• What you need to do:
[1] From the article on ICE ending free legal phone calls, extract the passage starting at "Just earlier this" and ending at "Defender’s Office (PDO).", copying it word for word.
[2] Translate this sentence from the article on ICE ending free legal phone calls into Spanish: "Detained people have the right to speak up, including through counsel," said Victoria Petty, staff attorney, Immigration Justice at the Lawyers' Committee for Civil Rights of the San Francisco Bay Area (LCCRSF).
[3] According to the article on ICE ending free legal phone calls, under which 2016 ACLU lawsuit was detainees' free access to phone calls originally established?

### Quoted passage

Detained Individuals, Immigrant Advocates Condemn ICE Ending Free Legal Phone Calls 

SAN FRANCISCO, CA – The Immigration and Customs Enforcement (ICE) announced its decision to end detainee’s free access to phone calls, a policy previously established under the 2016 ACLU lawsuit “Lyon v. ICE.”

Advocates of detainees said protests at the Golden State Annex and Mesa Verde Immigration Center—in McFarland and Bakersfield, respectively—have intensified.

Just earlier this month, detainees at the Golden State Annex relaunched a work stoppage to protest “stolen wages, termination of the free phone calls, worsening living and working conditions, ongoing retaliation and prolonged detention at the facilities,” according to the San Francisco Public Defender’s Office (PDO).

“Detained people have the right to speak up, including through counsel,” said Victoria Petty, staff attorney, Immigration Justice at the Lawyers’ Committee for Civil Rights of the San Francisco Bay Area (LCCRSF).

Petty added, “ICE locks people away in civil detention facilities, where people experience abuse and neglect. It obstructs people’s attempts to seek release from their unjustified civil detention… And now, ICE is cutting the free lines between detained people who seek help from pro bono attorneys to do something about their inhumane conditions.”

######
### Data for review

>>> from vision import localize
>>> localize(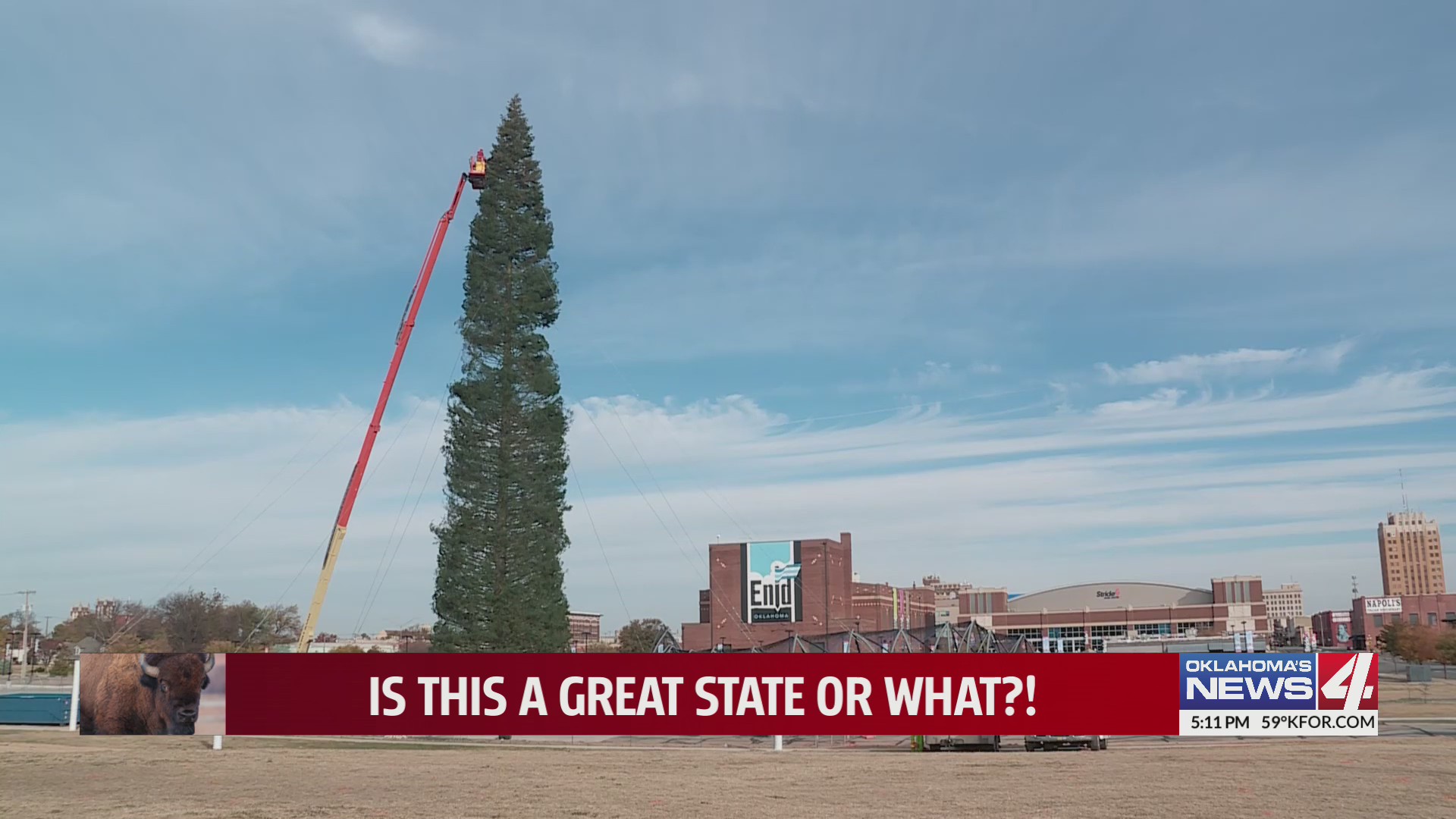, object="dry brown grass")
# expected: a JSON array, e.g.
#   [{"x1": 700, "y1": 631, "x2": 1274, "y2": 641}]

######
### Data for review

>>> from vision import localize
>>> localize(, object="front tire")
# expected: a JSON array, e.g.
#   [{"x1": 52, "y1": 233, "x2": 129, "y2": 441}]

######

• Answers for each item:
[1]
Just earlier this month, detainees at the Golden State Annex relaunched a work stoppage to protest “stolen wages, termination of the free phone calls, worsening living and working conditions, ongoing retaliation and prolonged detention at the facilities,” according to the San Francisco Public Defender’s Office (PDO).

[2] "Las personas detenidas tienen derecho a hacerse oír, incluso a través de un abogado", dijo Victoria Petty, abogada de planta de Justicia Migratoria en el Comité de Abogados por los Derechos Civiles del Área de la Bahía de San Francisco (LCCRSF).

[3] Lyon v. ICE